## Data excerpts
§

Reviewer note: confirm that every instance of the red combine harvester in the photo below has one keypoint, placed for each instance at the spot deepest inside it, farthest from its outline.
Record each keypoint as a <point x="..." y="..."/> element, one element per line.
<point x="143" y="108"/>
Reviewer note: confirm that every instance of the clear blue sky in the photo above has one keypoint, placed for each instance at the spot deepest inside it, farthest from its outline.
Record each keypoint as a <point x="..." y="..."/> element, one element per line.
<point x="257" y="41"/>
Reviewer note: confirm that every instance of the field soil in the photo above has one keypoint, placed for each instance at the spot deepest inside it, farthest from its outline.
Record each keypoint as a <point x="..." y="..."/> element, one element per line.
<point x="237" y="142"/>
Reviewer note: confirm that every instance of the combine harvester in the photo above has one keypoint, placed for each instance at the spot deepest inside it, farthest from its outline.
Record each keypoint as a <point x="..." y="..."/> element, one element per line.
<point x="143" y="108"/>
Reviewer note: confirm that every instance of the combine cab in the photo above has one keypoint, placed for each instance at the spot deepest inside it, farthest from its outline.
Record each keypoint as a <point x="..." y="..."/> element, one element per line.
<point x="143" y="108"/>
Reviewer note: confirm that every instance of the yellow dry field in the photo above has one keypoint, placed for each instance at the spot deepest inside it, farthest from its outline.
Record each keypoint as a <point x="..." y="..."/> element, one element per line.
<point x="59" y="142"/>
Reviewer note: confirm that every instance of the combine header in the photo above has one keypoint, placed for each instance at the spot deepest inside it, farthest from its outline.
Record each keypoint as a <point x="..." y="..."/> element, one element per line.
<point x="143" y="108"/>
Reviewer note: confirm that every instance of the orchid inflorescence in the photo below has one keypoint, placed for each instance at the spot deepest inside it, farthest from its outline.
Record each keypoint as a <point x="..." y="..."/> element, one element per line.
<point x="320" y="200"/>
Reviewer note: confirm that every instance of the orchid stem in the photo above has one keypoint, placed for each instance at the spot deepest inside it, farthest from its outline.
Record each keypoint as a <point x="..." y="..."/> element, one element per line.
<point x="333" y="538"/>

§

## What you will do
Restate the whole listing exactly.

## Reply
Reviewer note: confirm that every instance of the red combine harvester in the photo below has one keypoint, placed for each instance at the spot deepest inside it, farthest from its outline.
Record each keypoint as a <point x="..." y="..."/> element, one element per line.
<point x="143" y="108"/>
Reviewer note: confirm that every instance of the clear blue sky in the photo above has one keypoint, placed for each instance at the spot deepest inside it, farthest from its outline.
Record each keypoint as a <point x="..." y="..."/> element, one element per line.
<point x="257" y="41"/>
Reviewer note: confirm that every instance of the field soil in the photo above has one keypoint, placed for each instance at the spot deepest inside it, farthest from its outline.
Record each keypoint as a <point x="..." y="..."/> element, one element per line.
<point x="237" y="142"/>
Reviewer note: confirm that every instance of the combine harvester in the photo above has one keypoint, placed for each instance at the spot deepest inside it, farthest from its outline.
Record each keypoint as a <point x="..." y="..."/> element, one element per line.
<point x="143" y="108"/>
Reviewer note: confirm that every instance of the combine cab in the photo above has one keypoint, placed for each instance at the spot deepest inside it, farthest from its outline.
Record each keypoint as a <point x="..." y="..."/> element, one element per line.
<point x="143" y="108"/>
Reviewer note: confirm that every instance of the yellow dry field in the photo above has one keypoint, placed for each instance at the spot deepest inside it, farthest from its outline.
Record each keypoint as a <point x="..." y="..."/> element, one element per line.
<point x="59" y="142"/>
Reviewer note: confirm that every instance of the combine header in the photo above has one keypoint, placed for each instance at the spot deepest inside it, farthest from its outline.
Record each keypoint as a <point x="..." y="..."/> element, one element per line.
<point x="143" y="108"/>
Reviewer note: confirm that every instance of the orchid inflorescence in the photo below has one keypoint, placed for each instance at the spot deepest inside it, farthest from its outline.
Record each keypoint as a <point x="..." y="..."/> element, one element per line.
<point x="320" y="200"/>
Reviewer note: confirm that every instance of the orchid stem in the photo above has one keypoint, placed for each instance at the spot deepest inside it, farthest from its outline.
Record each keypoint as a <point x="..." y="..."/> element, one element per line.
<point x="333" y="538"/>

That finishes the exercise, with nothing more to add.